Lay out the lines below as a Markdown table with two columns, No. and Line, giving each line its own row and leaving out any blank lines.

Entries from a point annotation set
>>>
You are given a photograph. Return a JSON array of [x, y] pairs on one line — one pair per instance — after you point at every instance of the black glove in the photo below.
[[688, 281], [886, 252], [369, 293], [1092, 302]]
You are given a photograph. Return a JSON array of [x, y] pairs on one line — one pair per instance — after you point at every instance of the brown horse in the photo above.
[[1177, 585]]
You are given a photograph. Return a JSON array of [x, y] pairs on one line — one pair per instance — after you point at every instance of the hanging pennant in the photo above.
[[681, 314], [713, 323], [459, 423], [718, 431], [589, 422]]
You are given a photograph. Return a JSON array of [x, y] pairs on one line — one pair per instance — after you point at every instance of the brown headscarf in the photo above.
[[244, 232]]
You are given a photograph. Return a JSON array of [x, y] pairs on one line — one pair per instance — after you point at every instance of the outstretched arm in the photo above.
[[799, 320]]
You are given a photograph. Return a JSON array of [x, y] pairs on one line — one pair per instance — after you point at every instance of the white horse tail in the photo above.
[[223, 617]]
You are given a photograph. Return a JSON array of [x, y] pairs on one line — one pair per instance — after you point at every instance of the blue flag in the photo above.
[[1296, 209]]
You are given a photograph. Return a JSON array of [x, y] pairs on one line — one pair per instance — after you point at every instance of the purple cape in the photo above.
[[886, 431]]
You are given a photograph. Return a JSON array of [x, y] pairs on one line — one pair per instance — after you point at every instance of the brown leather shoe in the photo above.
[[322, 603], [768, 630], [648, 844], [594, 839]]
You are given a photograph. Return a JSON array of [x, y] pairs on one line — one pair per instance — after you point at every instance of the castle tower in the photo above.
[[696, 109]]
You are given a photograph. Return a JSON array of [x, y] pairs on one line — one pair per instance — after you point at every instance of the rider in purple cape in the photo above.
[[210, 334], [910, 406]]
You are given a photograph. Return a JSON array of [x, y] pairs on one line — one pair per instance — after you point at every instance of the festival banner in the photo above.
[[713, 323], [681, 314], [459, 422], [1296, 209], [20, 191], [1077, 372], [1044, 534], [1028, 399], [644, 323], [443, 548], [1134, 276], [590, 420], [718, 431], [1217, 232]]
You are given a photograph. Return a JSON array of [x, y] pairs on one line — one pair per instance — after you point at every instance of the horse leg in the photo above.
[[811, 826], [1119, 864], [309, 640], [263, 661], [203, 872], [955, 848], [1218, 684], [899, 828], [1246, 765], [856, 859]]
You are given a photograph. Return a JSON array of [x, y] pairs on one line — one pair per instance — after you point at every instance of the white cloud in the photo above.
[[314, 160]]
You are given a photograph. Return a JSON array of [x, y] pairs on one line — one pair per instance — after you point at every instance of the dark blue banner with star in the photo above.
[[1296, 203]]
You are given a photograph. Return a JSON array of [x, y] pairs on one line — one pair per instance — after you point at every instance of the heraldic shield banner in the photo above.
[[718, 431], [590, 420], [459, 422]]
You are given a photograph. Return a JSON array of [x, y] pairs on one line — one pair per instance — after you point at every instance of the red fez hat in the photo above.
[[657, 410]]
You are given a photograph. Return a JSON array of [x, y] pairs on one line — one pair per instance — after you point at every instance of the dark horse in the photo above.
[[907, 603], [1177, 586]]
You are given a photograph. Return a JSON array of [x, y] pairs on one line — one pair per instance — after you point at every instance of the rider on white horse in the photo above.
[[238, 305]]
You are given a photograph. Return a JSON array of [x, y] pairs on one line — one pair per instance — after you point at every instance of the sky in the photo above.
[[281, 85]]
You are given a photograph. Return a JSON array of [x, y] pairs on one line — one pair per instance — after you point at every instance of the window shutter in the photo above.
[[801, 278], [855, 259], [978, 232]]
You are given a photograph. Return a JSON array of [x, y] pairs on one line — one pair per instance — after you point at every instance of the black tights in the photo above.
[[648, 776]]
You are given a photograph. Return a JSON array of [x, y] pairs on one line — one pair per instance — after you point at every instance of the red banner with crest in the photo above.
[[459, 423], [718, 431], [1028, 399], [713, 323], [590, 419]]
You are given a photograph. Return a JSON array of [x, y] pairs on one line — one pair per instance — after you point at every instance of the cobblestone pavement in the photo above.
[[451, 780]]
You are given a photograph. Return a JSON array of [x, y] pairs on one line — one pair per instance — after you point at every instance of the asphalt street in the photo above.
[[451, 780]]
<<<
Response to this task –
| No. | Line |
|---|---|
| 1 | You are given a photograph. Return a JSON array of [x, y] pairs on one line — one pair per instance — after you point at every instance of the black glove in the photo below. |
| 2 | [[688, 281], [886, 252], [369, 293], [1092, 302]] |
| 3 | You are given a photograph. Return a JSON array of [x, y] pairs on one line — one pair per instance — after you point at every instance of the brown horse in the photo above. |
| 4 | [[1177, 585]] |
| 5 | You are given a photograph. Return a JSON array of [x, y] pairs on one line — one pair per instance — after you point at every instance of the hanging pennant in the photo above. |
| 6 | [[681, 314], [713, 323], [459, 423], [718, 431], [589, 422]] |
| 7 | You are given a photograph. Return a JSON array of [x, y] pairs on one line — one pair per instance — after you point at every instance of the brown headscarf in the photo above. |
| 8 | [[244, 232]] |
| 9 | You are given a photograph. Return a JSON array of [x, y] pairs on one line — one pair per instance — after you point at every instance of the outstretched arm in the photo above. |
| 10 | [[799, 320]] |
| 11 | You are given a photograph. Return a JSON array of [x, y] pairs on one line — one pair per instance — after you point at every instance of the white horse tail in the photo above. |
| 12 | [[223, 617]] |
| 13 | You are given a photograph. Return a JSON array of [x, y] pairs on one line — one pair per instance — after you point at every instance of the blue flag in the photo above. |
| 14 | [[1296, 209]] |
| 15 | You are given a photograph. Return a JSON array of [x, y] pairs on one line — one pair per instance — after you point at every instance of the purple cape in the photo above. |
| 16 | [[886, 431]] |
| 17 | You are given a photograph. Return a JSON array of [x, y] pairs on one line — one pair per instance — after you point at every instance of the brown leather shoe in the photo above. |
| 18 | [[322, 603], [768, 630], [648, 844], [594, 839]] |
| 19 | You are given a photograph. Return a JSON array of [x, y] pairs on one line — one pair per instance — after you point at every instance of the castle tower in the photo above. |
| 20 | [[696, 109]] |
| 21 | You are given a photograph. Return a JSON array of [x, y] pairs on one line — one pair per instance — after you point at every instance of the rider in purple cape in the photo above. |
| 22 | [[210, 334], [910, 406]] |
| 23 | You are given a photograph. Return a JSON array of [x, y] pairs on one line — one pair per instance — after you point at every instance of the festival banner in the photo above. |
| 24 | [[713, 323], [681, 314], [459, 422], [1296, 209], [20, 191], [1077, 372], [1044, 534], [1028, 399], [644, 323], [443, 548], [1134, 276], [590, 420], [718, 431], [1217, 232]] |
| 25 | You are given a photograph. Return a JSON array of [x, y] pairs on one line — one pair per instance — after you point at every instance of the horse leg in the photo above. |
| 26 | [[811, 826], [1119, 864], [309, 640], [263, 661], [203, 872], [955, 848], [1218, 684], [899, 828], [1246, 765], [856, 859]] |
| 27 | You are given a photograph. Return a JSON array of [x, y] pairs on one line — one pair per instance — after you point at every instance of the white cloud in the photo above. |
| 28 | [[314, 160]] |
| 29 | You are given a photograph. Return a JSON array of [x, y] pairs on one line — one pair per instance — after you point at every instance of the dark blue banner with star in the photo above. |
| 30 | [[1296, 203]] |
| 31 | You are given a photograph. Return a JSON array of [x, y] pairs on one line — one pair per instance — after you point at every instance of the heraldic shield banner in the photo above. |
| 32 | [[718, 431], [590, 420], [459, 422]] |
| 33 | You are given a photograph. Return a JSON array of [x, y] pairs on one line — one pair per instance — after you point at every instance of the red fez hat in the photo above. |
| 34 | [[657, 410]] |
| 35 | You are given a photograph. Return a JSON array of [x, y] pairs on one line — one pair per instance — after you point at every instance of the dark horse in the photo above. |
| 36 | [[907, 603], [1177, 586]] |
| 37 | You are given a photograph. Return a JSON array of [x, y] pairs on one line — one pair per instance — after you point at every instance of the rider on white horse in the photo above. |
| 38 | [[238, 305]] |
| 39 | You are given a photograph. Return a JSON array of [x, y] pairs on one line — one pair per instance — after you point at every instance of the sky in the photo above. |
| 40 | [[281, 85]] |
| 41 | You are given a photograph. Return a JSON array of [x, y] pairs on one line — one pair per instance — after you point at every instance of the window shutter in the photo above. |
| 42 | [[801, 278], [855, 259], [978, 232]] |
| 43 | You are given a photograph. Return a JSON array of [x, y] pairs on one line — one pair per instance — after you point at every instance of the black tights in the photo above. |
| 44 | [[648, 776]] |
| 45 | You are given a photograph. Return a JSON array of [x, y] pairs on one line — one pair per instance — after you point at every instance of the red banner with crest in the photo above. |
| 46 | [[459, 423], [718, 431], [1028, 399], [713, 323], [590, 419]] |
| 47 | You are given a photograph. Return a JSON array of [x, y] pairs on one line — one pair per instance — after you point at every instance of the cobblestone pavement in the photo above. |
| 48 | [[451, 780]] |
| 49 | You are given a photograph. Return a JSON array of [x, y] pairs on one line — one pair per instance — after you point at every instance of the asphalt street in the photo above. |
| 50 | [[451, 780]] |